Earlier, in Book 1, Ovid points out how the Four Winds, powers subordinate to Jove, are prone to tear the earth apart in their various feuds, that Boreos [North Wind], Zephyr [Sunset Wind], Osser [Tropical Winds] and the Dawn Wind are at odds and man often pays the price. The postmodern anthropomorphic self deification cult of man-made global warming would strike Ovid as insane and impious as well. [2]
This, that natural climate mega-cycles catastrophic to man made civilizations, based as they are in intense and fragile grain cultivation, may trigger outward abandon migrations by cattle and ship as well as barbarian invasions by the same means. In Book 1 Ovid pointed out that the ship was the prime symbol of strife in the bloody Age of Iron.
This further brings to mind the various tails of dragons, of their toxic blood and poisonous breath, and that they slew and were slain by and gave birth to bloody-handed, iron-wielding men of war. These dragons might represent governments of a higher technology level than those recording their demise, and indeed those who struck them down. We do have unexplained construction from the period antedating 10,000 B.C. and the Younger Dryas Event. There are also the elements of winged steeds and flying chariots that suggest this, just as the extreme weight of weapons and mechanized rate of march of Gilgamesh and Enkidu suggest and echo of a heavy mechanized technology in antiquity, a technology, if it was an age of iron, and particularly submerged by flood, that would turn to rust in hundreds and thousands of years.
Perseus, in his battle with Atlas, was said to have contended with a leviathan gardener who kept a great dragon as a guard. Further, Ovid refers to Perseus traveling in the icy Atlas mountains, In Africa, of slaying a sea dragon and marrying an Ethiopian princess, on the back of a flying horse. These are easy metaphors for the Bronze Age Collapse, or perhaps of an early collapse of a great Atlantic civilization.
The serpent-dragon-goddess connection is brought into a mirror of our current managed feminine decline with the tale of Hermaphroditus [son of Hermes and Aphrodite] who an earth goddess effects a compromise sex change upon for spurning her. The turning to stone of Lot’s wife through her look back is an interesting inversion of Medusa’s power. Further, the turning to stone of male and female powers of titanic kind are thick within Ovid, from the Serpent to Atlas, again, serving up a possible post-cataclysmic metaphor.
The story of the betrayal and persecution of Dionysus or Bacchus, and of the three daughters of the orthodox king who abide their father’s wish not to engage in the Dionysian rites and tell stories to one another as they weave, is a fine piece of story within a story poetics. These women further suggest a reflection of the female editorial role today in our narrative, and that, perhaps, in the long ago, as women wove on their looms and spun thread they preserved tales by mouth that men like Ovid sent down to us by pen.
·····
- [Task directions]:
Name each of the Four Winds listed in the Ovid commentary above, including any bracketed gloss the commentary gives.

- [Material provided]:
·····
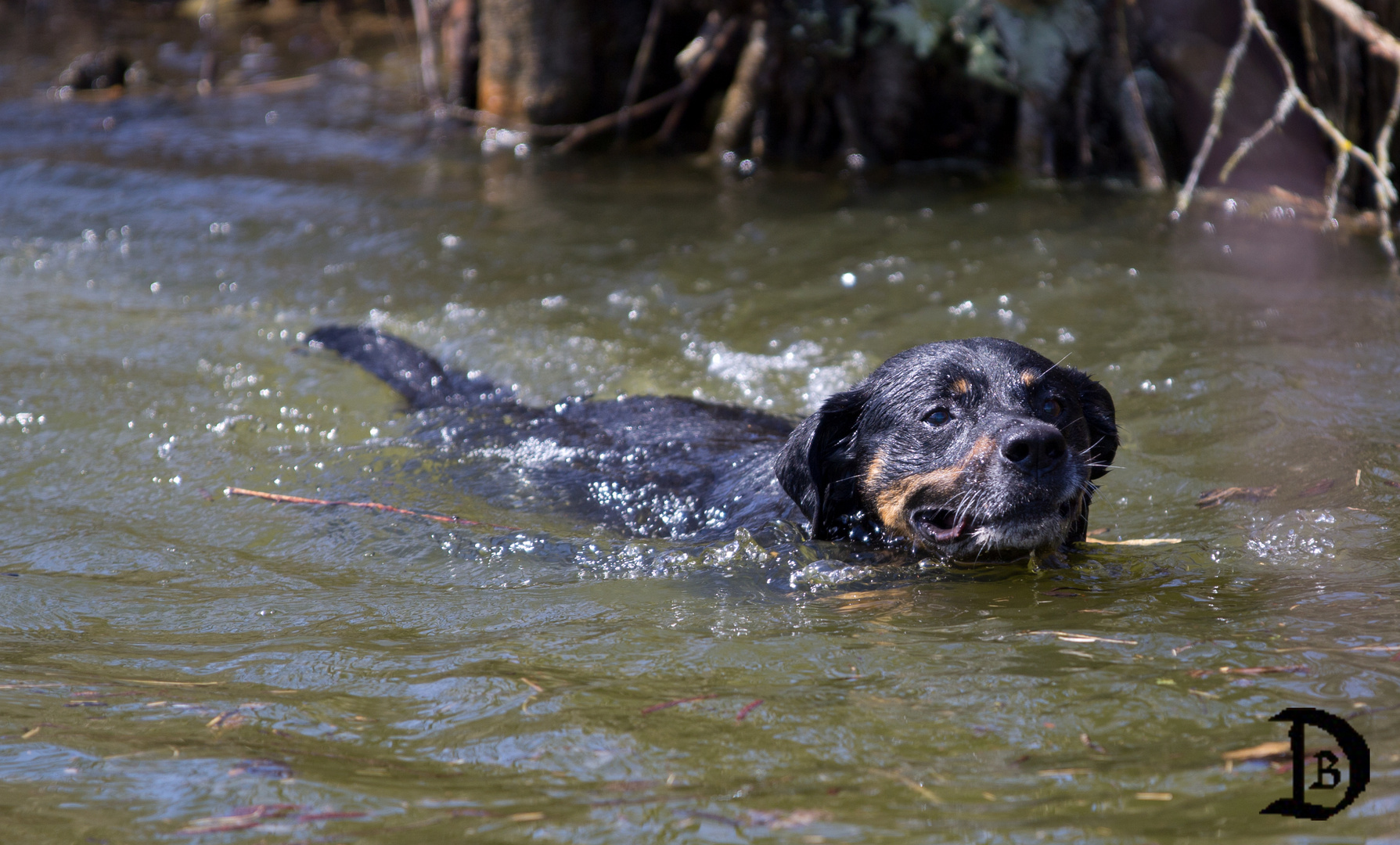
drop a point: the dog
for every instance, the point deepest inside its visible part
(962, 449)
·····
- [Result below]:
Boreos (North Wind), Zephyr (Sunset Wind), Osser (Tropical Winds), and the Dawn Wind.